▶ SUPPLIED TEXT
** Start **

Here is a Cricut paper flower reference diagram that shows each paper flower’s cut spiral shape, finished flower, and code in Design Space:
Here’s another version of it that is great for pinning to Pinterest:
Once you’ve found the Cricut paper flowers, you’ll want to size them for your project. I’m making these flowers for my Vase of Paper Flowers Canvas so I’m opting for 8″ wide, but you may have different needs. To resize a whole bunch of flowers, select them all, click Align, select Center, then type in the size you’d like them all to be.
And here is a handy guide to Cricut paper flower sizing! I used the #M3F171 flower, which are the Cricut roses, but this sizing applies to all of the Cricut paper flowers (more or less).
TIP: Click here to see a BIG version of the above photo!
Note: If you have an older Cricut that cannot access Cricut Design Space, you can still make these flowers if you have the Flower Shoppe cartridge!
Watch my step-by-step tutorial video for more directions!

** End **

▶ GIVEN DATA
** Start **

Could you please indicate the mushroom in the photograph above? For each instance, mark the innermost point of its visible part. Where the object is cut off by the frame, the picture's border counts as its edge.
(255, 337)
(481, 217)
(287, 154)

** End **

▶ CHALLENGE A
Edit the Cricut paper flower passage from "TIP: Click here" on through "for more directions!", replacing "step-by-step" with "detailed".
▶ CHALLENGE B
Decide whether each statement agrees with the Cricut paper flower passage. Answer yes or no for each, and quote the words of the passage that settle it.
(i) The writer chose a width of 8″ for the flowers.
(ii) The #M3F171 flower is the Cricut tulip.
(iii) Someone with an older Cricut that cannot reach Design Space has no way to make these flowers.
▶ CHALLENGE C
Carry on writing the Cricut paper flower passage from the point where it ends.
The data has no connection to the Cricut paper flower passage.

▶ RIGHT ANSWER A
TIP: Click here to see a BIG version of the above photo!
Note: If you have an older Cricut that cannot access Cricut Design Space, you can still make these flowers if you have the Flower Shoppe cartridge!
Watch my detailed tutorial video for more directions!

▶ RIGHT ANSWER B
(i) Yes: "I’m opting for 8″ wide"
(ii) No: "the #M3F171 flower, which are the Cricut roses"
(iii) No: "you can still make these flowers if you have the Flower Shoppe cartridge"

▶ RIGHT ANSWER C
Step 2: Cut out your Cricut paper flowers using the best paper
Watch my step-by-step video for an overview of the best papers (and which ones to avoid). I show you how to identify white core vs. solid core papers just by looking at them.
Step 3: Assemble your paper flowers using the best tool
There are at least three tools you can use to roll up your paper flowers. The first is a Cricut quilling tool, which you can get as part of their paper crafting set. The second is a DIY quilling tool, which I have a tutorial on and is simple to make. The third is a pair of tweezers, and reverse-action tweezers work best. I personally prefer to use either the Cricut quilling tools or my homemade quilling tool, depending on the project.
Let’s start with how to use the Cricut quilling tool. It has a metal head with a slot in it. Insert the end of your paper flower cut-out into the slot on the quilling tool, just like this:
Now roll the quilling tool toward you as you hold the paper steady. Your flower petals will roll up into a bud as you go!
As you continue to roll the paper flower, do your best to keep the bottom aligned with itself. It will want to naturally creep down the tool, but if you hold the paper as you roll it, you can get a little extra control.
When you near the end of the paper flower, it will get a little harder to roll. Just go slow and use your fingers to guide it. Stop when you get to the circle on the end.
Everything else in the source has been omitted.